═══ RECORDS SUPPLIED ═══

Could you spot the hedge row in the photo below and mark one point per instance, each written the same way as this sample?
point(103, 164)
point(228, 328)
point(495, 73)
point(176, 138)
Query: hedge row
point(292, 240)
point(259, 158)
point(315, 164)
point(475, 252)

═══

_GIVEN TASK_. Switch every occurrence of "hedge row" to "hedgerow" in the records, and reproduce them with all other text unchanged.

_REPLY_.
Could you spot the hedgerow in the photo below and mark one point per instance, each written the same way as this sample?
point(103, 164)
point(228, 328)
point(495, 73)
point(176, 138)
Query: hedgerow
point(292, 240)
point(259, 158)
point(315, 164)
point(475, 252)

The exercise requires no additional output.